(Stored entries)
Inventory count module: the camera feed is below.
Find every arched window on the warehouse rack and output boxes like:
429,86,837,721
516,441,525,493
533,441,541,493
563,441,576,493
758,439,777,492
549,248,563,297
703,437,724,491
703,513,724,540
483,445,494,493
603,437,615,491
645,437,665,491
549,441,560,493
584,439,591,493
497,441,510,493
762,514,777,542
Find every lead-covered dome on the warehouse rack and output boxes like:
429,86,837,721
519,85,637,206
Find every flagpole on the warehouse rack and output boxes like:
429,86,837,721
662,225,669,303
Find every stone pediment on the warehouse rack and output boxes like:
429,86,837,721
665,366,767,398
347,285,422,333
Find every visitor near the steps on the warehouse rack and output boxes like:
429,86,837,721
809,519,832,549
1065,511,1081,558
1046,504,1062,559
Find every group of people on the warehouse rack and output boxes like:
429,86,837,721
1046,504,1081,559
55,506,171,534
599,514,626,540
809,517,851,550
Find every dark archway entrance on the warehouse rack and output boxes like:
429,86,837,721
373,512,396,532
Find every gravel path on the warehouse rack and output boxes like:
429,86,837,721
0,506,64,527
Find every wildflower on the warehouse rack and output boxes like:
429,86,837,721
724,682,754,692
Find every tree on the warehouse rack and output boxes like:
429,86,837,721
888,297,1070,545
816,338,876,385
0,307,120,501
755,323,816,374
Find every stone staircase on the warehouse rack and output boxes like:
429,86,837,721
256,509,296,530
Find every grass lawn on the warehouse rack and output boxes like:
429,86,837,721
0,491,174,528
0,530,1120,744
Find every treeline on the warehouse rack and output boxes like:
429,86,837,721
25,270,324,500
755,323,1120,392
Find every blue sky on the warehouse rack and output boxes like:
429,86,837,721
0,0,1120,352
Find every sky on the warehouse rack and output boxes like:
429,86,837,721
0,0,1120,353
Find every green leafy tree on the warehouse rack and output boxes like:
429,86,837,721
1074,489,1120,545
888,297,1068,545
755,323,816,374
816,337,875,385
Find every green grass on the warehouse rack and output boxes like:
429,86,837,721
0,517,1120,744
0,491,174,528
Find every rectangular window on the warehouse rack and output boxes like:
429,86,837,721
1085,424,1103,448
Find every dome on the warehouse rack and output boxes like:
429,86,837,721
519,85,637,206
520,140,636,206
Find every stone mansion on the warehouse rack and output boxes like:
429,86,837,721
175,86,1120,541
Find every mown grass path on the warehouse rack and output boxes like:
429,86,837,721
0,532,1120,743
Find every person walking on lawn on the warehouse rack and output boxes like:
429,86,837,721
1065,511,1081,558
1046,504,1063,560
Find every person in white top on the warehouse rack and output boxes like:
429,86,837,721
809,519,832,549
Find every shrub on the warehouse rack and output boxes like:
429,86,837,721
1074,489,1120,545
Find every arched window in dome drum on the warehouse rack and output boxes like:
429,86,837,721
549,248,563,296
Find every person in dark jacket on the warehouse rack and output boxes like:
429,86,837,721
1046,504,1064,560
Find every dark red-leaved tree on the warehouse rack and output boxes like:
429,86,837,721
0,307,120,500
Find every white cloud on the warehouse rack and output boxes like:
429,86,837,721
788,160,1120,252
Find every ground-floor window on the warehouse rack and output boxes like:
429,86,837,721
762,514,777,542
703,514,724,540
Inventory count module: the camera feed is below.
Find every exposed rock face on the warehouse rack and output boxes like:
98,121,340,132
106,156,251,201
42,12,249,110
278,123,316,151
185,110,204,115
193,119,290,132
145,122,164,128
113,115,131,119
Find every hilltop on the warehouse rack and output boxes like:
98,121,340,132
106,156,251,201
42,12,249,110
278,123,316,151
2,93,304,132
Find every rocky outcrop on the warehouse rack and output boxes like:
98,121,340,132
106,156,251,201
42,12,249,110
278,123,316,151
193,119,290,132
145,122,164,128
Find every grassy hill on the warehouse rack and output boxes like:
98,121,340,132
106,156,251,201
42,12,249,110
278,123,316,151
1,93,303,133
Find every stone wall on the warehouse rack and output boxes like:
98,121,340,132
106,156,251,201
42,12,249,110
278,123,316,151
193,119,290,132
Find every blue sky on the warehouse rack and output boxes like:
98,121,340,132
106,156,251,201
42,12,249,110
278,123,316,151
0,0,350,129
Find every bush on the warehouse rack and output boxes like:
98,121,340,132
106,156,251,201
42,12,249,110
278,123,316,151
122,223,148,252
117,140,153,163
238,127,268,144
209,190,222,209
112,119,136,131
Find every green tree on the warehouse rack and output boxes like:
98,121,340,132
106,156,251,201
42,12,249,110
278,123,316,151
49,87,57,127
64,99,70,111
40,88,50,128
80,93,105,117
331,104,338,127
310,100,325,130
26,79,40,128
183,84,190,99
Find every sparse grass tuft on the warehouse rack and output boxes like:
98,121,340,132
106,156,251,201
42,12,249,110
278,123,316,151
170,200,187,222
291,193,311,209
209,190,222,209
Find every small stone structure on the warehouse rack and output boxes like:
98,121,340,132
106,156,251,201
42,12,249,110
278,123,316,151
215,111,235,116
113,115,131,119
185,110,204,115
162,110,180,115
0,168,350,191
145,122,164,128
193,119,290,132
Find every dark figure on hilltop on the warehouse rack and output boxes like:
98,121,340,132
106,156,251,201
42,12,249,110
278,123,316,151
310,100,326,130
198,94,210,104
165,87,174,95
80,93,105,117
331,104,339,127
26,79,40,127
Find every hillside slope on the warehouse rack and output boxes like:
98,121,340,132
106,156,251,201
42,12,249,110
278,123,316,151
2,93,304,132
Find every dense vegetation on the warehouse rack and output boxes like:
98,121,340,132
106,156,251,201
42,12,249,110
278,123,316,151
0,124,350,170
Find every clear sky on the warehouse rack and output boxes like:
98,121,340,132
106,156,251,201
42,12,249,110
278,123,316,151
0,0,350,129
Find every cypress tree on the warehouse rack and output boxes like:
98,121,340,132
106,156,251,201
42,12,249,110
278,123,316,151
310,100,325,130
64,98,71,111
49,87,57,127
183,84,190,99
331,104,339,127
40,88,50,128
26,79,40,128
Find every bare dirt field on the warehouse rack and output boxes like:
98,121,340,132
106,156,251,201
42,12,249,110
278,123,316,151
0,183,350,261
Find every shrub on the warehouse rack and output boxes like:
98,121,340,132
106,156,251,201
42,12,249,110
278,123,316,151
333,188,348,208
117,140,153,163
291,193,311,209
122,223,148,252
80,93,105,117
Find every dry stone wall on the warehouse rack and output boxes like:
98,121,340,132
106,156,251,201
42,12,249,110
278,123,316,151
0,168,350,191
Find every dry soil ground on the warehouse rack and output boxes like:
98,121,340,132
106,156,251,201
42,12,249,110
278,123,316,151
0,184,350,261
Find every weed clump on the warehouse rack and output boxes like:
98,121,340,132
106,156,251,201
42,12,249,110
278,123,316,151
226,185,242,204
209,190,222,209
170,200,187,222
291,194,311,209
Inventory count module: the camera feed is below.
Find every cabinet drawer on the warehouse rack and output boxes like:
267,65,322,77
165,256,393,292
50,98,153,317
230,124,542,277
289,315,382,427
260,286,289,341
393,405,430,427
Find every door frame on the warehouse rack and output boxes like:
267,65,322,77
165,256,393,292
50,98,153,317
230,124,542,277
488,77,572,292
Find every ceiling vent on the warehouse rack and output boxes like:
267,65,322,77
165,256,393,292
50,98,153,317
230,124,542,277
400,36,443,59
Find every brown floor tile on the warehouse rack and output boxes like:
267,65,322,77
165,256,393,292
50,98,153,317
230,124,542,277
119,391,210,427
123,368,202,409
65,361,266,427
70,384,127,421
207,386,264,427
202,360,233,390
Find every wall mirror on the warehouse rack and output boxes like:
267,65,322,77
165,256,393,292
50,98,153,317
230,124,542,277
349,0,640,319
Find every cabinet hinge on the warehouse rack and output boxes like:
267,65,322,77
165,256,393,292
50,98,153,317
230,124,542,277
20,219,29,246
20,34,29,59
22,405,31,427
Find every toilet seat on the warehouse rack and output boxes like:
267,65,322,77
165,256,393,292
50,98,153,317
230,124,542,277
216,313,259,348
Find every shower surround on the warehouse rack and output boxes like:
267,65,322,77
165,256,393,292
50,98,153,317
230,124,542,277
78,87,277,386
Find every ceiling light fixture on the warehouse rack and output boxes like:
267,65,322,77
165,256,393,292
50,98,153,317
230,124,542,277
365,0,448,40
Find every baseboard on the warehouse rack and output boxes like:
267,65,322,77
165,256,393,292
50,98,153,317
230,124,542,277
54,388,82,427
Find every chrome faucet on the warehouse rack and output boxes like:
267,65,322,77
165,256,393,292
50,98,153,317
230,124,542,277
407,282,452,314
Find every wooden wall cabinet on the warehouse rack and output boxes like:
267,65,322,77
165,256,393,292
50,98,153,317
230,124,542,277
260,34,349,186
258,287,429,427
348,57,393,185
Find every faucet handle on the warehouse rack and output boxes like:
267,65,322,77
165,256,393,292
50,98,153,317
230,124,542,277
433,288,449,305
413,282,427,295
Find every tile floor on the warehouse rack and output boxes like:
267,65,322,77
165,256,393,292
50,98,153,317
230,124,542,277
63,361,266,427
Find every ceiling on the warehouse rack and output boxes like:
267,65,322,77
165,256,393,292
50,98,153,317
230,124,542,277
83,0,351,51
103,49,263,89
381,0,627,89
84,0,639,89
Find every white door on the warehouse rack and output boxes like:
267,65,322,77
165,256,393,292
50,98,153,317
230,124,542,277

**What is expected:**
Copy the lines that begin with the line containing "Find every rectangular" and end with the line containing "703,514,724,540", both included, without changing anything.

**Solution below:**
Find every rectangular window on the warehouse rack and output boxes like:
429,86,837,721
1085,424,1103,448
Find every dome on the warehouse rack and output boxes like:
429,86,837,721
519,85,637,206
520,140,636,206
Find every stone mansion on the warehouse rack and output boxes like:
429,86,837,721
175,86,1120,541
Find every mown grass path on the warehouse rack and output boxes like:
429,86,837,721
0,532,1120,743
Find every person walking on lawn on the warehouse rack and output boxes like:
429,86,837,721
1065,511,1081,558
1046,504,1063,560
Find every person in white top on the warehouse rack and output boxes like:
429,86,837,721
809,519,832,549
Find every shrub on the warehouse rack and output boxes like:
429,86,837,721
1074,489,1120,545
Find every arched window in dome drum on the warehouse rack and output boxes like:
429,86,837,721
549,248,563,296
Find every person in dark jacket on the warehouse rack and output boxes like:
429,86,837,721
1046,504,1064,560
Find every dark red-leaved tree on the warehouse rack and output boxes like:
429,86,837,721
0,307,120,500
Find every white cloud on the warehouse rack and output boxes like:
429,86,837,721
788,160,1120,252
Find every ground-floor window on the warehouse rack and output boxes like:
429,86,837,721
762,514,777,542
703,514,724,540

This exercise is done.